[Supplied entries]

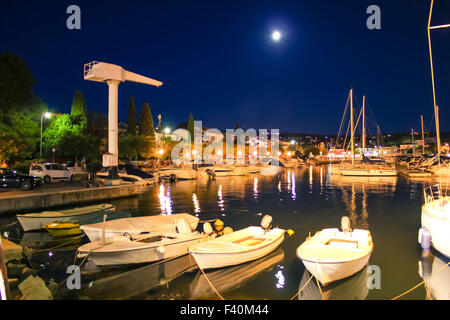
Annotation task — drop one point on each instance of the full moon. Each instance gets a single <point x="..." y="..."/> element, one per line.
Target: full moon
<point x="276" y="35"/>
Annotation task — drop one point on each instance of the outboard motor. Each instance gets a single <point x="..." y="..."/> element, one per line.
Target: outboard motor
<point x="210" y="173"/>
<point x="183" y="226"/>
<point x="345" y="225"/>
<point x="207" y="229"/>
<point x="266" y="223"/>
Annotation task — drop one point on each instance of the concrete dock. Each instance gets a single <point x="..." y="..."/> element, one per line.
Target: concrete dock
<point x="61" y="195"/>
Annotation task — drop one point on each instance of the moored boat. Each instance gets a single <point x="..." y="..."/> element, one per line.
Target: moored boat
<point x="35" y="221"/>
<point x="435" y="220"/>
<point x="332" y="255"/>
<point x="238" y="247"/>
<point x="136" y="225"/>
<point x="144" y="248"/>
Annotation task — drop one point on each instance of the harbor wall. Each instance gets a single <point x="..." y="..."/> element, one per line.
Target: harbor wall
<point x="36" y="202"/>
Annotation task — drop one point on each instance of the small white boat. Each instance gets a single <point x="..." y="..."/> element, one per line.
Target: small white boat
<point x="227" y="279"/>
<point x="178" y="173"/>
<point x="269" y="170"/>
<point x="291" y="163"/>
<point x="145" y="248"/>
<point x="332" y="255"/>
<point x="136" y="225"/>
<point x="35" y="221"/>
<point x="238" y="247"/>
<point x="436" y="219"/>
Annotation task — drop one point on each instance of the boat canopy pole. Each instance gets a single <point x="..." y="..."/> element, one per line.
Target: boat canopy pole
<point x="352" y="127"/>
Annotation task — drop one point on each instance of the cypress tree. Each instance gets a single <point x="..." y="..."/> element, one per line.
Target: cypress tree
<point x="146" y="121"/>
<point x="78" y="113"/>
<point x="131" y="117"/>
<point x="191" y="126"/>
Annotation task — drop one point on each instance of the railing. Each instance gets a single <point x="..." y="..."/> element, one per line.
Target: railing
<point x="431" y="193"/>
<point x="88" y="67"/>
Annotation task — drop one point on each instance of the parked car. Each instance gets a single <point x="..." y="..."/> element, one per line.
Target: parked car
<point x="50" y="172"/>
<point x="11" y="179"/>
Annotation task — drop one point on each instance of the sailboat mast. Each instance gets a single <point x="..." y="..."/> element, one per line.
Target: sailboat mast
<point x="436" y="109"/>
<point x="423" y="136"/>
<point x="352" y="125"/>
<point x="364" y="124"/>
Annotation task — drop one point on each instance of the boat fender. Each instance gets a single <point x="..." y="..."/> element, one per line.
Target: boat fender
<point x="219" y="225"/>
<point x="424" y="238"/>
<point x="161" y="249"/>
<point x="266" y="222"/>
<point x="227" y="230"/>
<point x="183" y="226"/>
<point x="207" y="229"/>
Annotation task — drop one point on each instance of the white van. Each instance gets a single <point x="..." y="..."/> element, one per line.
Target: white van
<point x="50" y="172"/>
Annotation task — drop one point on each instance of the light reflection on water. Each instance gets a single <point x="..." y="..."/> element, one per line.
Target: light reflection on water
<point x="304" y="200"/>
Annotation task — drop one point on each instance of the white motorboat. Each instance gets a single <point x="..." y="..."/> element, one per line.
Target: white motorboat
<point x="269" y="170"/>
<point x="353" y="288"/>
<point x="436" y="220"/>
<point x="35" y="221"/>
<point x="136" y="225"/>
<point x="238" y="247"/>
<point x="368" y="171"/>
<point x="178" y="173"/>
<point x="436" y="274"/>
<point x="227" y="279"/>
<point x="291" y="163"/>
<point x="332" y="255"/>
<point x="144" y="248"/>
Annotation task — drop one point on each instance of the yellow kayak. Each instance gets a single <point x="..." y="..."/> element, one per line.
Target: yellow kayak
<point x="63" y="229"/>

[/Supplied entries]

* **Problem requirements**
Your task is a word-for-word transcription of the entries, leaving out all pictures.

* **Task answer**
Annotation task — drop one point on each instance of the full moon. Each instance gets a single <point x="..." y="..."/> element, one per line.
Target: full moon
<point x="276" y="35"/>
Annotation task — drop one point on each instance of the outboard motor. Each instance gets a single <point x="..." y="..."/> element, one per line.
Target: outboard motor
<point x="210" y="173"/>
<point x="183" y="226"/>
<point x="345" y="225"/>
<point x="207" y="229"/>
<point x="266" y="223"/>
Annotation task — drop one point on each instance of the concrete dock. Each instance gets a single <point x="..." y="..."/> element, one per line.
Target: concrete dock
<point x="61" y="195"/>
Annotation task — drop one point on each instance of the moored boat. Each instance gets a single <point x="..." y="..."/> element, one per line.
Target: moored boat
<point x="35" y="221"/>
<point x="435" y="220"/>
<point x="332" y="255"/>
<point x="238" y="247"/>
<point x="136" y="225"/>
<point x="144" y="248"/>
Annotation task — drop one point on each instance of the harbor wall. Each instance gets a single <point x="..." y="..."/> element, one per line.
Target: harbor wall
<point x="36" y="202"/>
Annotation task — drop one point on each instance of the small white boat. Each instance gets a single <point x="..." y="..."/> element, one per line.
Target: small white boat
<point x="227" y="279"/>
<point x="178" y="173"/>
<point x="269" y="170"/>
<point x="291" y="163"/>
<point x="145" y="248"/>
<point x="332" y="255"/>
<point x="136" y="225"/>
<point x="35" y="221"/>
<point x="238" y="247"/>
<point x="436" y="219"/>
Annotation task — drop one point on each instance of the boat canopy pole. Each instance gets a single <point x="..." y="..."/> element, one per line.
Target: boat canopy pole
<point x="352" y="127"/>
Annotation task — drop one point on each instance of the cypress tree. Each instance gets a single <point x="..." y="..."/> element, one per line.
Target: cypress tree
<point x="146" y="121"/>
<point x="78" y="113"/>
<point x="131" y="117"/>
<point x="191" y="126"/>
Annotation task — drop one point on each instance of the railing. Each instance gets a single <point x="..." y="..."/> element, one per line.
Target: railing
<point x="431" y="193"/>
<point x="88" y="67"/>
Annotation task — drop one point on each instance of the parked car. Each instance gets a single <point x="..." y="..."/> element, one per line.
Target: parked car
<point x="50" y="172"/>
<point x="11" y="179"/>
Annotation task — drop one point on each instance of the sailboat mast. Each instance gets a single <point x="..." y="..."/> element, one per line.
Target: sailboat mast
<point x="436" y="109"/>
<point x="423" y="136"/>
<point x="352" y="125"/>
<point x="364" y="124"/>
Annotation task — drop one point on each instance of the boat fender. Each instance gets a single <point x="..." y="..."/> element, one per line.
Target: boat fender
<point x="219" y="225"/>
<point x="424" y="238"/>
<point x="161" y="249"/>
<point x="266" y="222"/>
<point x="227" y="230"/>
<point x="183" y="226"/>
<point x="207" y="229"/>
Annotation task — drop one point on each instance of the white van. Each instance gets a single <point x="..." y="..."/> element, one per line.
Target: white van
<point x="50" y="172"/>
Annotation task — drop one point on each instance of the light reflection on water. Each instance gets a single <point x="..." y="..."/> element, one per line.
Target: light reflection on water
<point x="304" y="200"/>
Annotation task — drop one point on each instance of the white motorboat. Each instance gets a single <point x="..." y="..."/> element, one per line.
Target: white motorboat
<point x="269" y="170"/>
<point x="353" y="288"/>
<point x="436" y="220"/>
<point x="35" y="221"/>
<point x="136" y="225"/>
<point x="238" y="247"/>
<point x="368" y="171"/>
<point x="178" y="173"/>
<point x="436" y="274"/>
<point x="227" y="279"/>
<point x="291" y="163"/>
<point x="332" y="255"/>
<point x="144" y="248"/>
Annotation task — drop one point on each instance of the yellow kayak. Each instance gets a single <point x="..." y="..."/> element, one per line.
Target: yellow kayak
<point x="63" y="229"/>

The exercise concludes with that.